[Defying Age Labels] 「挑戦し続ける人」たちの記録

Gao Yan(ガオ・イェン) #3

トレイルランニング100kmへの挑戦

October 17, 2024

#03 一人では越えられない壁も、仲間の応援があれば乗り越えられる。 

ーまずは、UTMB Jeju無事の完走おめでとうございます!!

ありがとうございます。休憩を挟まず23:54:06で無事ゴールすることができました。

嬉しかったのは50代のランキングで69位と、100位以内に入れた事です。

ーコースを走ってみた感想はどうでしたか?

UTMBシリーズレースへの挑戦は今回で3回目。これまでもさまざまな大会に出場してきた経験があったため、大きな緊張を感じることはありませんでした。それよりも、世界中から集まったランナーたちと一緒にこのイベントを楽しむことができたことが、とても嬉しかったことです。

UTMB Jejuは韓国最高峰、標高1950mの漢拏山(ハルラサン)の登山口から山頂までを一気に走り抜け、石や岩場で覆われた道や植林帯など「道なき道」に挑むチャレンジングなルートが特徴です。今回は中間地点で高い山が現れるなど、さまざまな課題が目の前に立ちはだかりました。
* * * * *
• **作業指示**
A – トレイルランニングのインタビュー記事から、「Gao Yan(ガオ・イェン) #3」から「ゴールすることができました。」までを一字一句そのまま書き写してもらえますか?
B – データセットの一覧の冒頭から「[[[34,54],[36,54],[37,52],[37,49],[36,50],[34,50]]]」を含む行までを、両端の行も含め、1行を1つの文字列とするJSONのリストで表してもらえますか?空行は除き、画像は答えに入れないでください。

(データセットの記録)
* * * * *
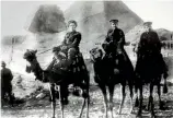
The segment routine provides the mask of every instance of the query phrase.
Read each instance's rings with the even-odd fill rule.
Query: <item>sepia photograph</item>
[[[173,0],[1,0],[1,118],[173,118]]]

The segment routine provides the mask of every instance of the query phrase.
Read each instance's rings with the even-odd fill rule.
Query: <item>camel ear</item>
[[[34,54],[36,54],[37,52],[37,49],[36,50],[34,50]]]

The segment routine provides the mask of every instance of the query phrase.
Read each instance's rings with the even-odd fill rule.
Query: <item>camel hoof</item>
[[[138,111],[138,114],[137,114],[137,118],[142,118],[142,116],[141,116],[141,113],[140,113],[140,111]]]
[[[136,118],[142,118],[141,114],[138,114],[138,115],[136,116]]]
[[[117,111],[117,115],[120,115],[120,114],[122,114],[122,111],[120,111],[120,110],[118,110],[118,111]]]
[[[157,118],[157,116],[154,114],[151,114],[151,118]]]

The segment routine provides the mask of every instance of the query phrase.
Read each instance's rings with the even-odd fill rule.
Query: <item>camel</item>
[[[114,106],[113,96],[114,96],[114,87],[116,84],[122,85],[122,95],[123,95],[118,114],[122,114],[122,108],[125,102],[126,85],[129,86],[130,98],[131,98],[130,103],[132,104],[132,86],[134,86],[132,83],[134,83],[134,76],[135,76],[132,64],[129,64],[122,55],[117,55],[115,60],[113,58],[106,58],[105,56],[103,56],[103,50],[97,47],[90,50],[90,55],[91,55],[91,60],[93,62],[93,68],[94,68],[94,73],[95,73],[94,80],[99,84],[99,87],[101,88],[103,97],[104,97],[105,117],[106,118],[108,117],[107,110],[109,108],[111,116],[113,118],[114,117],[113,116],[113,106]],[[109,99],[107,98],[106,87],[108,87]],[[130,113],[131,111],[132,111],[132,105],[130,108]]]
[[[59,94],[59,103],[61,108],[61,118],[64,118],[64,105],[67,104],[68,97],[68,85],[73,84],[73,73],[67,73],[61,69],[56,72],[51,69],[43,70],[36,58],[37,50],[26,50],[24,59],[30,63],[26,66],[26,72],[33,72],[37,80],[49,83],[49,92],[51,97],[53,118],[55,118],[56,109],[56,93]],[[71,79],[70,79],[71,78]],[[83,105],[79,118],[82,117],[83,109],[86,104],[86,118],[89,118],[89,75],[88,72],[82,73],[81,82],[79,87],[81,88],[81,96],[84,98]]]

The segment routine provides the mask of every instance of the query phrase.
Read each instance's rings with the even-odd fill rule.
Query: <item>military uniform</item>
[[[119,70],[122,78],[128,79],[131,76],[134,68],[124,49],[125,44],[125,35],[120,28],[116,27],[115,30],[108,30],[106,39],[102,44],[106,52],[103,59],[113,61],[112,64]]]
[[[125,45],[124,32],[119,28],[115,28],[115,30],[108,30],[106,39],[104,40],[102,46],[103,49],[107,54],[109,54],[109,52],[115,52],[115,50],[117,51],[123,50],[124,45]]]
[[[60,69],[62,72],[72,73],[72,78],[77,81],[81,80],[82,72],[86,72],[83,56],[79,51],[80,40],[81,34],[79,32],[67,33],[62,45],[56,47],[60,59],[55,61],[53,66],[55,71]]]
* * * * *
• **作業結果**
A –
Gao Yan(ガオ・イェン) #3

トレイルランニング100kmへの挑戦

October 17, 2024

#03 一人では越えられない壁も、仲間の応援があれば乗り越えられる。 

ーまずは、UTMB Jeju無事の完走おめでとうございます!!

ありがとうございます。休憩を挟まず23:54:06で無事ゴールすることができました。

B –
[
  "The segment routine provides the mask of every instance of the query phrase.",
  "Read each instance's rings with the even-odd fill rule.",
  "Query: <item>sepia photograph</item>",
  "[[[173,0],[1,0],[1,118],[173,118]]]",
  "The segment routine provides the mask of every instance of the query phrase.",
  "Read each instance's rings with the even-odd fill rule.",
  "Query: <item>camel ear</item>",
  "[[[34,54],[36,54],[37,52],[37,49],[36,50],[34,50]]]"
]